Dataset items
--------------------

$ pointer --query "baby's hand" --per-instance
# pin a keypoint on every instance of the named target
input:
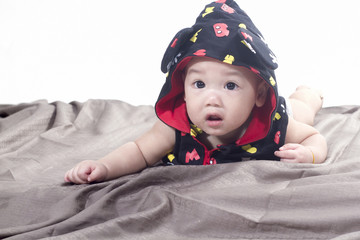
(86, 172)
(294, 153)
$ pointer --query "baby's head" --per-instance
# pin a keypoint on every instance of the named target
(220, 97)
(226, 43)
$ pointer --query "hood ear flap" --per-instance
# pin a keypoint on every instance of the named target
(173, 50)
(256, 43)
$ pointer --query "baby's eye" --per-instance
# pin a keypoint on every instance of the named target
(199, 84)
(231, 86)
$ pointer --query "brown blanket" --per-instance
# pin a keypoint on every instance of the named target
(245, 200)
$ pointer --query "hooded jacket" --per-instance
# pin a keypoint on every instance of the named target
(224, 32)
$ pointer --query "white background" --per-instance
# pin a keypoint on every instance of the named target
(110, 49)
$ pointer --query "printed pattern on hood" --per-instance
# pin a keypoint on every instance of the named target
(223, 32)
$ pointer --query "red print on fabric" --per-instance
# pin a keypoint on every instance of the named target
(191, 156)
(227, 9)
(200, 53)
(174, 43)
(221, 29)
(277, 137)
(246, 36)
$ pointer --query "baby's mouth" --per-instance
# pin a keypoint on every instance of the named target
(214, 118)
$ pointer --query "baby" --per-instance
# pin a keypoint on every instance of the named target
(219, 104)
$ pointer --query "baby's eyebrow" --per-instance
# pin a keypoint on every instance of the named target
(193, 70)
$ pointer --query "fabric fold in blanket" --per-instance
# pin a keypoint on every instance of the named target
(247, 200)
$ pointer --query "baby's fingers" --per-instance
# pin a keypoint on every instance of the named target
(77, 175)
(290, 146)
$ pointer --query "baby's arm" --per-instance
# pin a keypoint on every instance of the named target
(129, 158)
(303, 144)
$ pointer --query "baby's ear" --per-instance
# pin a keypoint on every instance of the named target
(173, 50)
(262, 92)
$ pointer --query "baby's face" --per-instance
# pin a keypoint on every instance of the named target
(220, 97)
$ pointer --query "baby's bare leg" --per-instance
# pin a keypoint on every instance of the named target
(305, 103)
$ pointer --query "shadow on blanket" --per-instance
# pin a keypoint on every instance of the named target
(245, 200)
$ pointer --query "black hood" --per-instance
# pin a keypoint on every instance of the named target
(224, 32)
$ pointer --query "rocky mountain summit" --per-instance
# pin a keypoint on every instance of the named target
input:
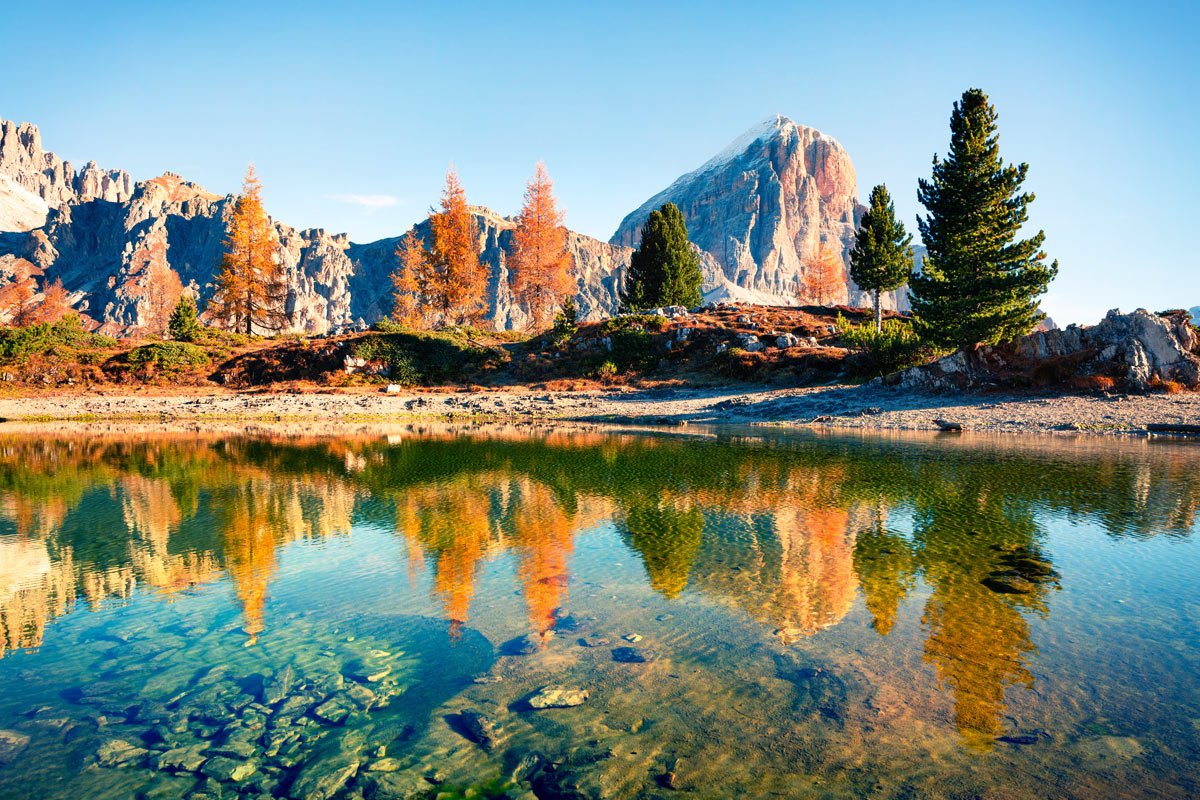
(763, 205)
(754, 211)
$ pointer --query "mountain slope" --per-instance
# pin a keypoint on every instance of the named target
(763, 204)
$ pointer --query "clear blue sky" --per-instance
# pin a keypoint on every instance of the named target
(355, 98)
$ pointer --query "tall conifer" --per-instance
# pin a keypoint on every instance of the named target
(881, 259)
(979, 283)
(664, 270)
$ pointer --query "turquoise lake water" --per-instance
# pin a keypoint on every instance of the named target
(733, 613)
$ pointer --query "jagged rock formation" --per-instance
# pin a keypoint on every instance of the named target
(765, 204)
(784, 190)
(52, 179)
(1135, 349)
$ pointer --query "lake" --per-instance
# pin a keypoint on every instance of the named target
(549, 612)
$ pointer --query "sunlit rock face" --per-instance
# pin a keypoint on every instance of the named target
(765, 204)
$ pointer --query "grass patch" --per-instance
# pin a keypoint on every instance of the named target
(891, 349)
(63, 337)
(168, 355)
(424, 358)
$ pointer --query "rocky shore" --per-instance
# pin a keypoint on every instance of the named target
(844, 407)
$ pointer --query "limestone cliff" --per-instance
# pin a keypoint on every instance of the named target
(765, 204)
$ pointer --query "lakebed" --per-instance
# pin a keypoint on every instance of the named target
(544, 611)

--------------------

Problem requirements: Give an exact reproduction of every line, leaving out any picture.

The output:
$ pointer --query "baby's hand" --per-instance
# pin a keypoint on every instance of the named target
input:
(86, 172)
(294, 153)
$ pointer --query "baby's head" --per-instance
# pin a keypoint on every instance of the named target
(220, 97)
(226, 43)
$ pointer --query "hood ear flap" --per-instance
# pin a keypoint on every instance of the named target
(173, 50)
(256, 43)
$ pointer --query "baby's eye" --per-instance
# pin a keypoint on every instance of the named target
(199, 84)
(231, 86)
$ pointer --query "brown blanket" --per-instance
# pin a keypoint on every instance of the named target
(245, 200)
$ pointer --query "hooded jacket" --per-instance
# pin a keypoint on every instance of the named target
(224, 32)
$ pointer --query "white background" --per-instance
# pin a keypoint on every instance of the named target
(110, 49)
$ pointer --query "printed pattern on hood" --per-instance
# pin a keypoint on every instance of the named target
(223, 32)
$ pointer --query "red print on fabric" --per-instance
# pin a keypoint on every instance of the named target
(191, 156)
(227, 9)
(200, 53)
(174, 43)
(221, 29)
(277, 137)
(246, 36)
$ pointer --query "baby's mouth" --per-instance
# pin a keypoint on every instance of the named target
(214, 118)
$ pointer --query "baby" --per-instance
# pin a keypoint on every instance of the named target
(219, 104)
$ pointer --query "baby's eyebrow" --per-instance
# pin a keypoint on every instance of the named target
(193, 70)
$ pointer --query "fabric fold in blanket" --per-instance
# pin a keypoint on every instance of the named target
(247, 200)
$ pointer --query "baby's fingers" --per-instance
# pin a keypoint on every instance of the named target
(77, 175)
(290, 146)
$ pointer --query "baby's arm" --per-instance
# pin a keypoint on every instance of the named target
(129, 158)
(303, 144)
$ pointer --query "baby's ear" --per-instance
# pin a keypoint on every instance of the named target
(173, 50)
(262, 92)
$ pointer --query "baby's face" --per-instance
# pin a keypoint on every instance of the named target
(220, 97)
$ pointer --query "baby's bare leg" --per-instance
# pin a keypoint on every instance of the named target
(305, 103)
$ pointer --query "shadow on blanket" --per-instance
# pin a keypoint on every instance of the named target
(245, 200)
$ pointer --query "black hood" --per-instance
# pin a keypoint on every instance of the named target
(224, 32)
$ pointer --query "rocky mountain summit" --per-instance
# pin a keypoint on every instance of the named target
input:
(763, 205)
(754, 211)
$ pointer --query "mountain slope" --per-instance
# pin a keypoint on every instance of the named target
(763, 204)
$ pointer --query "clear blue sky" --per-instance
# pin a keypoint on every instance of the named target
(355, 98)
$ pointer --query "tall conifer" --per-instance
# pin a keypoint on every instance of the named target
(881, 259)
(979, 283)
(664, 270)
$ pointer --query "turquoise lake water" --per-instance
# pin a keypoint on every instance of the named target
(733, 613)
$ pointer --query "jagged rock formation" --per-instance
# pin a keypoint on every instance of the named target
(765, 204)
(784, 190)
(52, 179)
(1135, 349)
$ pointer --query "lake" --per-instance
# pin a keypoint on every instance of the named target
(549, 612)
$ pointer --query "sunlit rock face" --per-instance
# pin a keypoint on every instance of the named target
(765, 204)
$ pointer --query "grass patch" --per-instance
# pin a keypoint on every instance of the named target
(891, 349)
(63, 337)
(168, 355)
(424, 358)
$ pointer --query "rocky shore" --per-instance
# pin a keypoint on every instance of the named target
(844, 407)
$ pointer --query "limestone cliff" --per-instance
# pin a keypoint on every instance of the named target
(765, 204)
$ pointer --query "lakebed" --per-instance
# pin a keypoint on every instance of the named target
(544, 611)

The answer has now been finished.